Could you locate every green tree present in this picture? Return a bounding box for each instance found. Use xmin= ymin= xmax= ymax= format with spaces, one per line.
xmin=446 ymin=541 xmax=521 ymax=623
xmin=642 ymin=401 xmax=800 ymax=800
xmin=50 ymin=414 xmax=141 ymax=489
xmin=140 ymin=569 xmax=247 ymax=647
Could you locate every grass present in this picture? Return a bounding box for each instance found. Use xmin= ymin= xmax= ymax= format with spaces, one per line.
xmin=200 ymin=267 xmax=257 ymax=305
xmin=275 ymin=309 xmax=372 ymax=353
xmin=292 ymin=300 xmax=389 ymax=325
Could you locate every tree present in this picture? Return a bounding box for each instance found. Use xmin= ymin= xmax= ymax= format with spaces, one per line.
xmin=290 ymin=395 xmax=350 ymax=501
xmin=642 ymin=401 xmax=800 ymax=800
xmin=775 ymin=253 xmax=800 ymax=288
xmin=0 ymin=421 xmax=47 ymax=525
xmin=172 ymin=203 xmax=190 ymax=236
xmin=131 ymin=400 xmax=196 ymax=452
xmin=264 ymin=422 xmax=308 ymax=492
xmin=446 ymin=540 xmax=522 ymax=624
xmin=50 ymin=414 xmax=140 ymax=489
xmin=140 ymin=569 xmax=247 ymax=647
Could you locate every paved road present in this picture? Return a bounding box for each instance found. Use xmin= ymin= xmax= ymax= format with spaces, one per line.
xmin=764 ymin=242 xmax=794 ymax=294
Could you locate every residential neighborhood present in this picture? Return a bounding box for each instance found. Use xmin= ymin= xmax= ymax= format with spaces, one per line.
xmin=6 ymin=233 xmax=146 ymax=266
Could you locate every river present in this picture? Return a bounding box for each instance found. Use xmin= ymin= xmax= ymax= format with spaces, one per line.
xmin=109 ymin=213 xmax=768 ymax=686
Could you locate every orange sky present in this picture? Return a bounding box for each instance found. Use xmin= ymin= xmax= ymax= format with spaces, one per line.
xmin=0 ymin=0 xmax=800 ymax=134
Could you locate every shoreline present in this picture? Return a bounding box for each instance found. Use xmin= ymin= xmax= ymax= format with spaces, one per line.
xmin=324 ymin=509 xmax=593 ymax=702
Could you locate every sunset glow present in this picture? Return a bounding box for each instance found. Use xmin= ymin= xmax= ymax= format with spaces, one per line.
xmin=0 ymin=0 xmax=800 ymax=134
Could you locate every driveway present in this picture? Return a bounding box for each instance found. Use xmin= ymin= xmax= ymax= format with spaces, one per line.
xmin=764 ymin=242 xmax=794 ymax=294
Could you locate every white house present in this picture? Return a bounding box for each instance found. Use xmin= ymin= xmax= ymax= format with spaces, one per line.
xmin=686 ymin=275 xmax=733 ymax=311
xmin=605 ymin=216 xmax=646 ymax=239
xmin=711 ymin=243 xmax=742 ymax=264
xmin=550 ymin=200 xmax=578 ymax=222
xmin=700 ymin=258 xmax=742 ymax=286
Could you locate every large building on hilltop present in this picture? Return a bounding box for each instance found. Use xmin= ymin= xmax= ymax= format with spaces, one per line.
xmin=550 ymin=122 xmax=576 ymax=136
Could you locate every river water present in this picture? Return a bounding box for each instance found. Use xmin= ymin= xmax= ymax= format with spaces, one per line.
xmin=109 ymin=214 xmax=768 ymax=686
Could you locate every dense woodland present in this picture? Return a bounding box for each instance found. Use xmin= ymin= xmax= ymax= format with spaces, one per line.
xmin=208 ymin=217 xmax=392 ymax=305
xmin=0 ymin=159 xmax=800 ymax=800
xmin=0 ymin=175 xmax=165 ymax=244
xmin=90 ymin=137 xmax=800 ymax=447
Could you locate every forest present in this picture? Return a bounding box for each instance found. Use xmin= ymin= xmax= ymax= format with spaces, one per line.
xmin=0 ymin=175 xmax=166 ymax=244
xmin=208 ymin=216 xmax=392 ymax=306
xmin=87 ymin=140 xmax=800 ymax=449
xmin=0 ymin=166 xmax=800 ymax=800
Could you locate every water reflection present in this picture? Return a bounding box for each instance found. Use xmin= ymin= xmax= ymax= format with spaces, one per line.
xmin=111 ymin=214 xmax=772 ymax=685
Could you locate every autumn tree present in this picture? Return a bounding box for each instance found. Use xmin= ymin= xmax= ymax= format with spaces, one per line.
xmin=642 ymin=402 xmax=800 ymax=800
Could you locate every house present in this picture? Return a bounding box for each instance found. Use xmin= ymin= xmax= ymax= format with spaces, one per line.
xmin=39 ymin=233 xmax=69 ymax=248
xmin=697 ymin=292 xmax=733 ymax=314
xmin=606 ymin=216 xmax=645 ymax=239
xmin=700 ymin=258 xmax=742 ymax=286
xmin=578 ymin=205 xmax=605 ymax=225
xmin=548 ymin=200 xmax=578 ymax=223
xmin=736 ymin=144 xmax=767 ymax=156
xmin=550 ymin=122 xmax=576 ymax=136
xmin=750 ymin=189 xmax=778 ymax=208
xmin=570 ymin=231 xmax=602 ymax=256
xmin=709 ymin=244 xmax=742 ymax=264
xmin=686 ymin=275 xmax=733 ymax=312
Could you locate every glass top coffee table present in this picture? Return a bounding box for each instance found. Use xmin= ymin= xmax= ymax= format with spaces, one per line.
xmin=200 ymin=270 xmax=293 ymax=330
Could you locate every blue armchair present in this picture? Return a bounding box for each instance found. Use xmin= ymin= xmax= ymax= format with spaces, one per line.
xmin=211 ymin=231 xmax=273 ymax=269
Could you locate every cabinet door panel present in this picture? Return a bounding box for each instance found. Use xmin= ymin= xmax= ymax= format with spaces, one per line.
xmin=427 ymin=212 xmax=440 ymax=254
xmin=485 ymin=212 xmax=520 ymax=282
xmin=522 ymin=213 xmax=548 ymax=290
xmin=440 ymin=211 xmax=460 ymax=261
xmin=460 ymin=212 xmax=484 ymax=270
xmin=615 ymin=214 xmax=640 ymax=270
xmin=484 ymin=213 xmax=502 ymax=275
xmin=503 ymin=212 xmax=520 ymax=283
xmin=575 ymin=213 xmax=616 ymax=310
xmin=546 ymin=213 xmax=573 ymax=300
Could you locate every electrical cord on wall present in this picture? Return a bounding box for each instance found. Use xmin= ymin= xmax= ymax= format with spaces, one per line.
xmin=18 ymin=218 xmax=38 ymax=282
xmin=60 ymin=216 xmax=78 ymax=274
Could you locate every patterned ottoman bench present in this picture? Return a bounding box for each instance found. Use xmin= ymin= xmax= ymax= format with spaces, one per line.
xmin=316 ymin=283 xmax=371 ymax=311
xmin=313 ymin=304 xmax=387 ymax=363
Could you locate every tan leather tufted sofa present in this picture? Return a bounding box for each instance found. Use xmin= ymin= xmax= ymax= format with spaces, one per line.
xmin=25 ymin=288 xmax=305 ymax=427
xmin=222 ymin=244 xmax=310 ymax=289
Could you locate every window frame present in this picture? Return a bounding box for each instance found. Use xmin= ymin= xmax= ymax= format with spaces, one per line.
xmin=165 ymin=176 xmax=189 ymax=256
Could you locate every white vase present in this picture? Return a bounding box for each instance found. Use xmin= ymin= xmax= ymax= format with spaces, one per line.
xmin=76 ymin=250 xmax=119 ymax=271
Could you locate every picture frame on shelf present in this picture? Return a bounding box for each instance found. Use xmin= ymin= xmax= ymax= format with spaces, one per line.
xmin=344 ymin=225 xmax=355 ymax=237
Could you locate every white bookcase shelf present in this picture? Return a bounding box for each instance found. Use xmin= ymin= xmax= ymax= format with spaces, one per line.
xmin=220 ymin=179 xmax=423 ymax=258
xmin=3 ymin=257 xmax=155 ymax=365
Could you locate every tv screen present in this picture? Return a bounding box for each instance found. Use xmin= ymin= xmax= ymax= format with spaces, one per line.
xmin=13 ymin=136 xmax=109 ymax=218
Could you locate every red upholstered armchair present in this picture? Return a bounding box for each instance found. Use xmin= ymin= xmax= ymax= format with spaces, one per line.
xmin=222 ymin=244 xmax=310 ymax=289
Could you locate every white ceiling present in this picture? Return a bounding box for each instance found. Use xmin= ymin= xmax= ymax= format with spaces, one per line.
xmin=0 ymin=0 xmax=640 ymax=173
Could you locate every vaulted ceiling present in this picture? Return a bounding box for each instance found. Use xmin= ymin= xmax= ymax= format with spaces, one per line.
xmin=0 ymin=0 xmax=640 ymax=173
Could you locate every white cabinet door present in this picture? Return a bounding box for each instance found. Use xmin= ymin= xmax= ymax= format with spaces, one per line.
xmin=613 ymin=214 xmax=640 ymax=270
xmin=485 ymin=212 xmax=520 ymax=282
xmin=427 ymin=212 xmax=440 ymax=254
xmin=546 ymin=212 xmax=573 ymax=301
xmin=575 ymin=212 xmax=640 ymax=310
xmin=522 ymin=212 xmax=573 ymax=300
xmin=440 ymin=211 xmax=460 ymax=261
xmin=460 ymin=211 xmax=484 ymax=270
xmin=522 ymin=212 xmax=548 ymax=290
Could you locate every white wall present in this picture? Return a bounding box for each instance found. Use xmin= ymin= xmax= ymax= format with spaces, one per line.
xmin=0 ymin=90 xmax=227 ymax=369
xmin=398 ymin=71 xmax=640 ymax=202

════════════════

_Exercise_:
Copy verbatim the part of the material that opens with the line containing "Could you locate every forest" and closes with the line containing "xmin=642 ymin=402 xmax=800 ymax=800", both of those lines included.

_Task result_:
Could you locate every forest present in this picture? Return a bounding box for each instance found. Use xmin= ymin= xmax= ymax= format with spaces, one per line.
xmin=0 ymin=175 xmax=166 ymax=244
xmin=208 ymin=216 xmax=392 ymax=306
xmin=87 ymin=140 xmax=800 ymax=449
xmin=0 ymin=166 xmax=800 ymax=800
Could you locate every water reflection present in this picture? Return a bounding box for each instance found. Use xmin= ymin= xmax= ymax= format with spaces, one per line.
xmin=111 ymin=214 xmax=772 ymax=685
Could you locate every autumn tree present in this picture? Return a bounding box for each instance found. Use xmin= ymin= xmax= ymax= format with spaces, one per line.
xmin=642 ymin=402 xmax=800 ymax=800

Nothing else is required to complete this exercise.